> [WHAT THE EXERCISE ASKS] From the listing below, pull out every line where the string "flower" appears.

- - - - -

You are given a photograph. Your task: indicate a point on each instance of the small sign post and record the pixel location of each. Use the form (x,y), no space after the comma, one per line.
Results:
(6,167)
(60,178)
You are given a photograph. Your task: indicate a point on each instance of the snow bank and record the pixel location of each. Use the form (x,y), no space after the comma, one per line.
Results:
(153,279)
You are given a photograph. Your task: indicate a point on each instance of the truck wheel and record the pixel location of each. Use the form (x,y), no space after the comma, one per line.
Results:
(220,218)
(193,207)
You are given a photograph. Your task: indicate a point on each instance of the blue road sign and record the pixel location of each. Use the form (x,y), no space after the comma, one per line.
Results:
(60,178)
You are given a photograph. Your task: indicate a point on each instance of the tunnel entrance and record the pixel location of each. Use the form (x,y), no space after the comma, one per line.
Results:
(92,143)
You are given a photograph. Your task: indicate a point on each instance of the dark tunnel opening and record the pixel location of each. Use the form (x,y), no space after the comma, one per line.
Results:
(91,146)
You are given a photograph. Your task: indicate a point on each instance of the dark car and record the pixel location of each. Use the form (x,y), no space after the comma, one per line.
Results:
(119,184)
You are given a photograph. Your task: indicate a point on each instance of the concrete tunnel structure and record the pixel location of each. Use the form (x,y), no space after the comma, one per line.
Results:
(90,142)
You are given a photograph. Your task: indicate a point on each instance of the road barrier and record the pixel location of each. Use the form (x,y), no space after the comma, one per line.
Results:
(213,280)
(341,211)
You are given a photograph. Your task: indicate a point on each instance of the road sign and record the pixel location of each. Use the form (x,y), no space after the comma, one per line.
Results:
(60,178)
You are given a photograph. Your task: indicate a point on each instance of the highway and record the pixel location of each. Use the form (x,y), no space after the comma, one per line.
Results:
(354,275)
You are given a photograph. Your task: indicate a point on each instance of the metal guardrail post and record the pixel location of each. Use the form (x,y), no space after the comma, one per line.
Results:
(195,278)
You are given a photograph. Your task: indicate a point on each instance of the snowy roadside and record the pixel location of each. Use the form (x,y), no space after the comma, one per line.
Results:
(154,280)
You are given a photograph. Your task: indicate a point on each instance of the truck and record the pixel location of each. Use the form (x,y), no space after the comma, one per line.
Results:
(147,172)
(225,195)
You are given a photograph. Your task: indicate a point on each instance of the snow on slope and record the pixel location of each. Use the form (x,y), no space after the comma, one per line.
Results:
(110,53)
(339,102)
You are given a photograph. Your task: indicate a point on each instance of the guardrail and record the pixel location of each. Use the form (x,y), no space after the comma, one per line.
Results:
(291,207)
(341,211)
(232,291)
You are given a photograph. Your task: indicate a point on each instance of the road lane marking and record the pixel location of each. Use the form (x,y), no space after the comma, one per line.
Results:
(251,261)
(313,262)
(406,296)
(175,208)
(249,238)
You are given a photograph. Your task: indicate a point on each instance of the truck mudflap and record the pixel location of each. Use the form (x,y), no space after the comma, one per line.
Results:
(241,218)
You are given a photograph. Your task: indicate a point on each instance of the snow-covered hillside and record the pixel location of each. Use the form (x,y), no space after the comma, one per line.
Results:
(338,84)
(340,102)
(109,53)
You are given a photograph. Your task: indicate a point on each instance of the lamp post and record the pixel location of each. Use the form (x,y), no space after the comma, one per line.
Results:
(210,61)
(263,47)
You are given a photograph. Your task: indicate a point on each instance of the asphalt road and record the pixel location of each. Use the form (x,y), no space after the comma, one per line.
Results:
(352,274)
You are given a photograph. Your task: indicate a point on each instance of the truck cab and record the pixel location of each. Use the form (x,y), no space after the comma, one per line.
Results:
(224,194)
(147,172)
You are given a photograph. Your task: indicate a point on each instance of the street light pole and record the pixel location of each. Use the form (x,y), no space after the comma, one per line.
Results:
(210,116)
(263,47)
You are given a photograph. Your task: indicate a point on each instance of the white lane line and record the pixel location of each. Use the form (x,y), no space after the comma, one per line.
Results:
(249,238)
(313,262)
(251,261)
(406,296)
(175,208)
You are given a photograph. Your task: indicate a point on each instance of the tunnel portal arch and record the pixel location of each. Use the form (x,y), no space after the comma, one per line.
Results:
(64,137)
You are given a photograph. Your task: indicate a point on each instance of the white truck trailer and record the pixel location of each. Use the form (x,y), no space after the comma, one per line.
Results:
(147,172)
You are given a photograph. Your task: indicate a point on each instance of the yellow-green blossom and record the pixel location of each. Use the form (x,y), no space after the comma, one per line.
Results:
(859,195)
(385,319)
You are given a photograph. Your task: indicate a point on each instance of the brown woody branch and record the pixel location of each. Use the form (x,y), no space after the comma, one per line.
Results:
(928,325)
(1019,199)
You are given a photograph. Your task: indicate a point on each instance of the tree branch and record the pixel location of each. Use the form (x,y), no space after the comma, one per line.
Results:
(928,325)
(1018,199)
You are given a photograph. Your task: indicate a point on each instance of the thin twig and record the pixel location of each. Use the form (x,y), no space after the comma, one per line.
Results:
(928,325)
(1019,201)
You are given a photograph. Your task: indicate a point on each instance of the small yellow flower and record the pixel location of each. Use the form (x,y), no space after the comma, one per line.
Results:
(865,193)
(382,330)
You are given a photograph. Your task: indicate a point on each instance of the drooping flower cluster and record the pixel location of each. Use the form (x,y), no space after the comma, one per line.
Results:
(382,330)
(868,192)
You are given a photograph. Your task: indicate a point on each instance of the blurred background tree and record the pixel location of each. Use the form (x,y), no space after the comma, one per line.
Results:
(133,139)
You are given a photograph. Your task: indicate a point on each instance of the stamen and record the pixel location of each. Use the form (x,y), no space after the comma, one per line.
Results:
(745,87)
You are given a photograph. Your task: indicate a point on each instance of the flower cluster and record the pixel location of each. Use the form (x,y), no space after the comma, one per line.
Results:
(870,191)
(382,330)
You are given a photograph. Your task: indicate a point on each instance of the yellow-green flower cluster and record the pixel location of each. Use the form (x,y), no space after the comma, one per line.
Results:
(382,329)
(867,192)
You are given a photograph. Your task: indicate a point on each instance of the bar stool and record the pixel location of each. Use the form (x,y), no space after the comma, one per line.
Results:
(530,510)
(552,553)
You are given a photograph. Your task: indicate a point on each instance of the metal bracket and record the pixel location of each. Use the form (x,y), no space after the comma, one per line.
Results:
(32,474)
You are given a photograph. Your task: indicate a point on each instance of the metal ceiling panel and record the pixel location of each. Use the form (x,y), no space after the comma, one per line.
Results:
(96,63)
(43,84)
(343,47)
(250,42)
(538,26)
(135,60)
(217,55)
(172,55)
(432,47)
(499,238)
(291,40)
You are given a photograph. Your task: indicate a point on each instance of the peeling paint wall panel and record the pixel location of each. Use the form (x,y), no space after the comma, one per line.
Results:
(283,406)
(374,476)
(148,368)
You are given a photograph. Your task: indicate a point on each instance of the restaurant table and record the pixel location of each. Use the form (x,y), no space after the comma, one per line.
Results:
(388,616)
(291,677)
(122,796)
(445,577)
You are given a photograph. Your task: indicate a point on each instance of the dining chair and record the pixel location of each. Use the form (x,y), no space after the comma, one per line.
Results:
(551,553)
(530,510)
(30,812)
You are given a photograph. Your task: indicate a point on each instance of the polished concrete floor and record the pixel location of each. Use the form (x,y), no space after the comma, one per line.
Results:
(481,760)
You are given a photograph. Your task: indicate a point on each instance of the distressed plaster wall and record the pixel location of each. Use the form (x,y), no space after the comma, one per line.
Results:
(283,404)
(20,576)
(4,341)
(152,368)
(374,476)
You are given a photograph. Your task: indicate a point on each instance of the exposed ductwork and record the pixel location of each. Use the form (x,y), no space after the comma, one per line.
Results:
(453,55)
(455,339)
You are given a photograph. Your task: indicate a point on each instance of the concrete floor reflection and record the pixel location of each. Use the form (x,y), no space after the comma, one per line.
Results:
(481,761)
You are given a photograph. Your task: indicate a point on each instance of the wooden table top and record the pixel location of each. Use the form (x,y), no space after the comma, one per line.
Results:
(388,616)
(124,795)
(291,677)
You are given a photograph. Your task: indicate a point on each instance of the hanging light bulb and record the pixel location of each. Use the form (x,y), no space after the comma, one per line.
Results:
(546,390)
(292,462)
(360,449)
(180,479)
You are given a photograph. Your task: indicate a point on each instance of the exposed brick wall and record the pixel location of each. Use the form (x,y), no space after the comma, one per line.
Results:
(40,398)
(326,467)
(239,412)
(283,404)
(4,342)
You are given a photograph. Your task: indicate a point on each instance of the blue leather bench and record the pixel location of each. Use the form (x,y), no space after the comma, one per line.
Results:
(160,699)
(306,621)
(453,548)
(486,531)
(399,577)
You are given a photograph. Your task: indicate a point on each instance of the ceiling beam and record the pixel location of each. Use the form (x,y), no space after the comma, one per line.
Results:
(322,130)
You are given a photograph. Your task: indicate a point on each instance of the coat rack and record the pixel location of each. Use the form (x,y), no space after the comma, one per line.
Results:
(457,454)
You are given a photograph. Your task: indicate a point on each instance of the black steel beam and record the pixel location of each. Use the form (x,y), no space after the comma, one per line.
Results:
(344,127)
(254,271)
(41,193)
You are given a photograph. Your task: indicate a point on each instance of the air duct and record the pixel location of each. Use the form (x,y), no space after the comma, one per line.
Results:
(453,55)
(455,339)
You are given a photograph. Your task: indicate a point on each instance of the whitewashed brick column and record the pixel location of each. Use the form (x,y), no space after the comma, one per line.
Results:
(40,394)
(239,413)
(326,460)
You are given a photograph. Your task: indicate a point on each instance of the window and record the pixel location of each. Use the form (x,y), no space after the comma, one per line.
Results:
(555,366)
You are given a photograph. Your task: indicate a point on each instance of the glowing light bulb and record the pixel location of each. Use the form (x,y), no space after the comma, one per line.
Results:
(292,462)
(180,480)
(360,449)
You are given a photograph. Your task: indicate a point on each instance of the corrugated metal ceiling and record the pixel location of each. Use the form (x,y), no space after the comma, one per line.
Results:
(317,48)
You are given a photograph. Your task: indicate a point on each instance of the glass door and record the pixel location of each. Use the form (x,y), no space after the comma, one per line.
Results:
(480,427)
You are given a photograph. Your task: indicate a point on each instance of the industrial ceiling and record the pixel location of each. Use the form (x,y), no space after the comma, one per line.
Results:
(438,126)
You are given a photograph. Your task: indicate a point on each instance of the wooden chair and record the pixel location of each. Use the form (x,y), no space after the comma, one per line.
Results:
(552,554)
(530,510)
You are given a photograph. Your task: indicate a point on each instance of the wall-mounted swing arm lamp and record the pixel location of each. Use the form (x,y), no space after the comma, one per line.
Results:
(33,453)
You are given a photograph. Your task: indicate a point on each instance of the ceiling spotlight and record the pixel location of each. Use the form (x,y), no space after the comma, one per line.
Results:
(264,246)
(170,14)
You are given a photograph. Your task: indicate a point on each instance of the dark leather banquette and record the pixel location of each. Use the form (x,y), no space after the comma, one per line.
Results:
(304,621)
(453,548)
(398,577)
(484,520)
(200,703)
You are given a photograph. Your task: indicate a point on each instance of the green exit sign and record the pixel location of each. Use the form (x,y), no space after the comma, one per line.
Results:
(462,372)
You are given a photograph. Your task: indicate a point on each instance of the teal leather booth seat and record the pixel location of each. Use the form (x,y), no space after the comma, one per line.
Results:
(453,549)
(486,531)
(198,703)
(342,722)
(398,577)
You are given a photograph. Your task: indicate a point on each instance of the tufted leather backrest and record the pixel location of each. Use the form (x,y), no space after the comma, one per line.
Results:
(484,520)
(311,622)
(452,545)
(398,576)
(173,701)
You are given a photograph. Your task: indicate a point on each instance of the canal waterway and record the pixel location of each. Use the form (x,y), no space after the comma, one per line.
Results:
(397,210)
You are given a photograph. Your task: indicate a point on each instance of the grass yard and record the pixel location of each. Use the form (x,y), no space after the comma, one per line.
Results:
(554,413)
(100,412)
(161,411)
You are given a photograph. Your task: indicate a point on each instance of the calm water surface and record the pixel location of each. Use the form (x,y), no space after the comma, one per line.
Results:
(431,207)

- - - - -

> [FINISHED TASK]
You are given a photograph. Your task: indicate a point on each instance of the small yellow flower and record the pixel location of each. Use the form (x,y), no space after the comma, one per line.
You are given a photograph. Your task: indicate a point on each instance of the drooping flower cluster and record the pixel location of each. Use the form (x,y), no space after the comma, one per line.
You are given a photograph. Your task: indicate a point on each instance of the flower cluster and record the pixel location of each. Use the form (x,y), no space after the comma, one per line.
You are given a photograph. Your task: indicate a point on each instance of the yellow-green flower cluster and record the pixel location of each. Use the form (x,y), no space after the comma, one per line.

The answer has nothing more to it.